APPLY WHAT YOU READ>
A - From the author's note about the fic's Jumps, list every Saturday morning cartoon named.
B - Pick up the author's note on the fic's Jumps and childhood TV where it ends, and keep writing it.

PROVIDED PASSAGE>
⟨

Zeke's alternate form is from the German Hollow Quest/Bleach Jump. It's a sort of griffin-type creature with a double set of wings. Hopefully I'll be able to hammer out some sketches for the Bonus Material supplement on AO3, but I'm better at drawing humanoids than animals. Still, I've got a lot of crappy drawings that I can hopefully turn into a better set fairly soon.
Delaine's own wings are courtesy of the Card Captor Sakura Jump, where I picked the Guardian background for her (and since all the canon guardians have wings and solar/lunar themes… though I made the design of Delaine's a touch different) It's kind of funny, because when I first started writing this fic (or the original version of it), Delaine was meant to be one of the more 'mundane' personalities without too many powers to her own name, but then I just kept finding new stylistic themes to weave in through certain characters… If the in text description wasn't clear enough, they're supposed to be fairly similar to what Maleficent has in her live action movie.
Long view for this series –
Lots of brainstorming and plotting, along with more number crunching and timeline arrangement. In particular, the DCAU and Buffy Jumps are kicking my ass on that front, though the Buffy one is a lot more fun because it's researching music and fashion and other harmless junk from my childhood instead of trying to construct a timeline out of vague and mishmash-y information concerning internal references and production order. Also, trying to get my ADHD ass to sit still long enough to get through an episode of anything is impossible (like getting me to sit through 30% Guardians of the Galaxy Vol.2 and 80% of Thor Ragnarok is already an achievement even though I like those movies) without multiple sessions and lots of breaks to get up and run around in circles.
Why do I need to sit through watching Buffy? Because for some reason I never was exposed to it as a kid and only have vague internet exposure (fanfiction and tertiary fandom complaining) as an adult, which, as many of you know, only can take you 20 to 30% of the way. Like for some reason the WB was verboten in my dad's house until I was like eight and even then watching Saturday morning cartoons – Jackie Chan Adventures! Pokémon! Shaolin Showdown! Static Shock! The Batman! – was about the limit. Didn't stop my dad from letting me watch X-Files when I was four and five though. I guess the fact that it was on Fox made it different. Somehow.

⟩

MATERIAL PROVIDED>

⟨

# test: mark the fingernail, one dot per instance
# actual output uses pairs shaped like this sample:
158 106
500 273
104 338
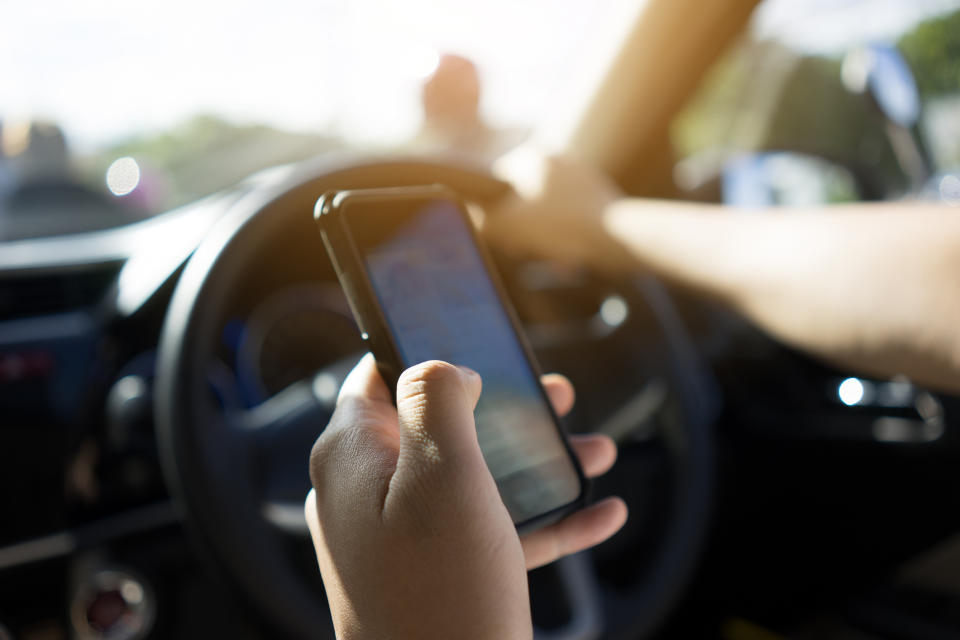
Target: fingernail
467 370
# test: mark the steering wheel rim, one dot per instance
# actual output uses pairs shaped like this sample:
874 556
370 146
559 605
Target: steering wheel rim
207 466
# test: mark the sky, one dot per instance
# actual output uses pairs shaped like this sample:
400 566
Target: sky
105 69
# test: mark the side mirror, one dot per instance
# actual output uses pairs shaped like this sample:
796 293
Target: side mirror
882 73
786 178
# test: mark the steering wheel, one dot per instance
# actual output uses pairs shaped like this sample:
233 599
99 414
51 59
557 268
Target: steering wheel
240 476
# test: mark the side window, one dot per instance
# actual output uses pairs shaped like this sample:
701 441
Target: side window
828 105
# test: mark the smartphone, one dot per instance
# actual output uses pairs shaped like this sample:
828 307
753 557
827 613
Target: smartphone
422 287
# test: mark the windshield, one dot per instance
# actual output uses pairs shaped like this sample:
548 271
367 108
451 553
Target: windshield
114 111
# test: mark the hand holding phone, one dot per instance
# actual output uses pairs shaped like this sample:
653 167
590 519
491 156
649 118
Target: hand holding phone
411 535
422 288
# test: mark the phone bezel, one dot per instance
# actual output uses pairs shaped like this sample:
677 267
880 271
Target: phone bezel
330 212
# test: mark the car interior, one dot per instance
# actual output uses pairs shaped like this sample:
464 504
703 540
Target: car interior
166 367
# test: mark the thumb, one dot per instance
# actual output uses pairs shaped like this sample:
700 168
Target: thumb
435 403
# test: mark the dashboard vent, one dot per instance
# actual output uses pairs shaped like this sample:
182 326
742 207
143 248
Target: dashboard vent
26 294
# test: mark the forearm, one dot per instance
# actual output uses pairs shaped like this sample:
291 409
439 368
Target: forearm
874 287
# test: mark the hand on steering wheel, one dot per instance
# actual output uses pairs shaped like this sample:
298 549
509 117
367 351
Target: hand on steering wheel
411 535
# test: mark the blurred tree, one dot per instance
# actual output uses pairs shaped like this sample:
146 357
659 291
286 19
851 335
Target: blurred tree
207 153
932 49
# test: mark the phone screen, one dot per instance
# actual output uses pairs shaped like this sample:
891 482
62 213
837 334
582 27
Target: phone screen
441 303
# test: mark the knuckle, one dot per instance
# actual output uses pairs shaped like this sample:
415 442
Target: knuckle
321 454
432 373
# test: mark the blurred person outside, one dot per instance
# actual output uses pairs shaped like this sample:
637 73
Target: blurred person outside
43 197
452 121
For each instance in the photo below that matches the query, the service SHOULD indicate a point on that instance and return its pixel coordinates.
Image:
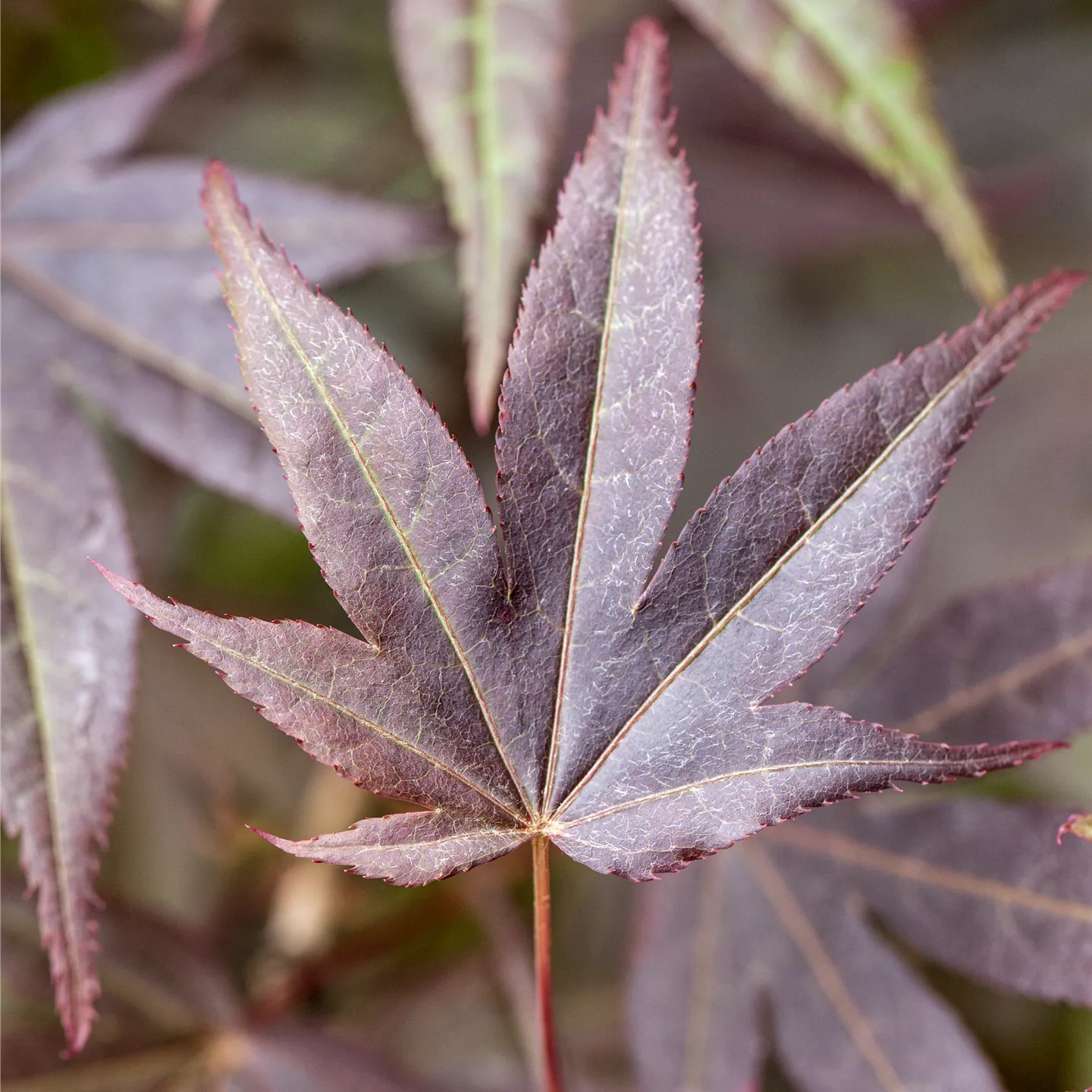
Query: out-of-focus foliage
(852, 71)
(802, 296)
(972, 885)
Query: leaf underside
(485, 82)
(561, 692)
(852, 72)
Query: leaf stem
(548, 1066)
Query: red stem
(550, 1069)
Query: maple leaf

⟩

ANSWER SECTION>
A - Jackie Chan Adventures, Pokémon, Shaolin Showdown, Static Shock, The Batman

B -
Thankfully, the ignorance can be played for drama and comedy so yaaay.
Other Jumps in planning/plotting/number crunchy process –
Card Captor Sakura (again, something I never watched as a kid, but I love tarot, symbology, and mysticism and what I have seen is cute as shit)
Marvel Cinematic Universe (creator updated with different numbers and I'd failed to take certain stipends into account, but another chance to delve into my childhood favorite thing – mythology)
Neon Genesis Evangelion (another research/timeline nightmare, though fun because theology, mysticism, and music again)
Star Wars (another timeline nightmare, because there's so many jumps in that verse – if you do all of them and pick the right drawbacks, you can literally spend a thousand years in that 'verse – also what the fuck is canon, I'm cry)
Fallout (similar issues as above)
And many others that I won't be teasing you about at this time, though others have been mentioned previously. Yes, writing this stuff out of order while changing my mind about what goes in and what doesn't is a nightmare.
Anyway, thanks for reading and leaving reviews. Hopefully the next update is up before too long, but know that I strive for quality above punctuality (though I do generally feel bad about taking too long on updates).